──────── Data for this task

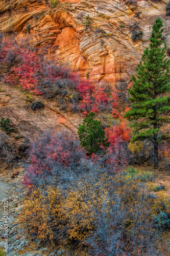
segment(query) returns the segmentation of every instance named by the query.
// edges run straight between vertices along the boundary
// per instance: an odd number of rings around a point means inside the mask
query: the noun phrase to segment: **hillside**
[[[45,50],[48,58],[68,65],[83,77],[118,85],[135,72],[158,17],[170,45],[166,4],[77,0],[51,8],[50,0],[1,0],[0,32],[15,31],[19,39],[28,38],[30,45]],[[136,33],[140,31],[142,40]]]
[[[170,255],[170,1],[0,0],[0,256]]]

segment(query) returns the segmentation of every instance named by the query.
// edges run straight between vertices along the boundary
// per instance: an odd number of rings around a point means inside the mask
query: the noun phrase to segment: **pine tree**
[[[83,124],[79,124],[78,135],[80,145],[88,154],[96,153],[101,146],[107,146],[107,138],[105,138],[105,131],[102,127],[102,122],[94,120],[95,114],[91,112],[83,120]]]
[[[170,60],[166,57],[167,46],[162,39],[163,24],[157,18],[153,26],[150,47],[144,51],[137,65],[137,77],[131,77],[132,89],[129,90],[131,109],[125,115],[134,120],[135,135],[132,141],[147,140],[154,148],[154,167],[158,167],[158,145],[164,139],[160,128],[169,122]],[[164,44],[164,45],[163,45]]]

────────────────

Rewrite all the items above line by line, requests included, and shift every polygon vertex coordinate in the answers by adding 119 to it. Leave the pictures out of your answer.

• [Response to the exercise]:
segment(query) returns the segmentation of every instance named by the query.
// edges run straight between vertices along the boundary
// per instance: an odd number of rings around a point means inside the mask
query: the noun phrase to segment: **hillside**
[[[164,169],[167,177],[187,184],[202,196],[237,204],[254,191],[277,136],[289,164],[285,123],[196,119],[170,127],[169,119],[120,119],[119,151],[134,150],[138,158],[147,157],[149,164]],[[255,152],[259,150],[261,159]]]
[[[289,374],[289,120],[119,119],[119,375]]]

segment(query) returns the segmentation of every instance named by the query.
// edges run straight between vertices along the boundary
// per instance: an odd number of rings around a point means inside the mask
query: the noun phrase to segment: **pine tree**
[[[202,243],[198,243],[197,254],[199,264],[207,273],[215,272],[220,265],[226,265],[226,257],[224,257],[224,250],[221,246],[221,241],[213,239],[214,233],[210,231],[202,239]]]
[[[289,179],[285,176],[286,165],[281,158],[282,143],[276,137],[272,145],[269,166],[263,170],[256,184],[256,196],[250,196],[251,208],[248,209],[250,228],[244,234],[253,239],[254,254],[251,260],[266,259],[273,267],[273,286],[277,286],[277,264],[283,258],[279,247],[288,241]],[[283,163],[283,164],[282,164]]]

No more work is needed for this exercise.